**Records for the exercise**
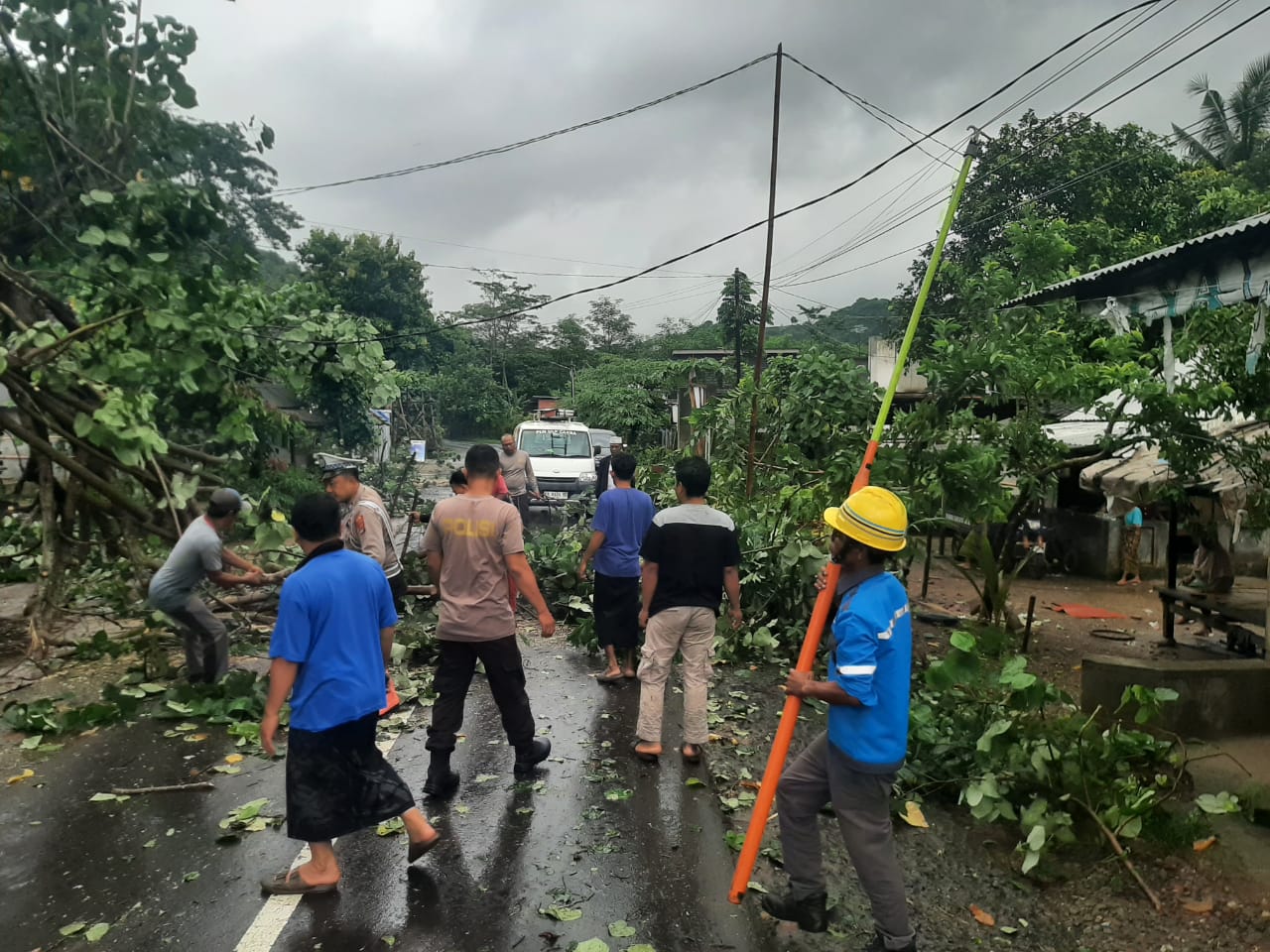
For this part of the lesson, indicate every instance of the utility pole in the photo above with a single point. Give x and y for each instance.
(767, 277)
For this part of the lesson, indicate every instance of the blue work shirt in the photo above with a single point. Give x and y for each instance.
(624, 517)
(871, 660)
(329, 619)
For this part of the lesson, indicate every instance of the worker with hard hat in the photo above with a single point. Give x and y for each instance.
(366, 526)
(853, 763)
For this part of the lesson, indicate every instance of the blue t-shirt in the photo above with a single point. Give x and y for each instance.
(329, 620)
(871, 660)
(624, 517)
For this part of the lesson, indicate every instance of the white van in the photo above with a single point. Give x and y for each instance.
(561, 452)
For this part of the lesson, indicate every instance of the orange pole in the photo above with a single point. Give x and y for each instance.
(781, 744)
(825, 602)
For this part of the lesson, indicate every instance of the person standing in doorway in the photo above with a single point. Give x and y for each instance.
(621, 524)
(852, 766)
(200, 553)
(517, 470)
(366, 527)
(1130, 540)
(691, 555)
(604, 480)
(474, 543)
(330, 647)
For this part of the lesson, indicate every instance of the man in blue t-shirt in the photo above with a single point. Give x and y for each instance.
(330, 649)
(622, 517)
(852, 766)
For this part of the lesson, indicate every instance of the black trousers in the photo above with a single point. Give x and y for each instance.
(506, 674)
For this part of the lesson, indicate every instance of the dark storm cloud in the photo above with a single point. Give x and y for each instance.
(356, 89)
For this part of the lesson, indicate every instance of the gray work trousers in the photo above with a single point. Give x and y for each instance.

**What you need to do**
The answer is the line holding "of the black" and all the lines after it through the end of the records, repeated exactly.

**Answer to this task**
For this part of the lesson, indicate every instance of the black trousers in the photo above with a single point. Give x and y for each instance.
(506, 674)
For this part of the lesson, indicate every instance of the dark storm cloud in the photo above with a single point. Give x and y for each instance.
(356, 89)
For this part of the lesson, indicate every instance of the gray work trousers in the photo above with a single point. Give x and y for each instance.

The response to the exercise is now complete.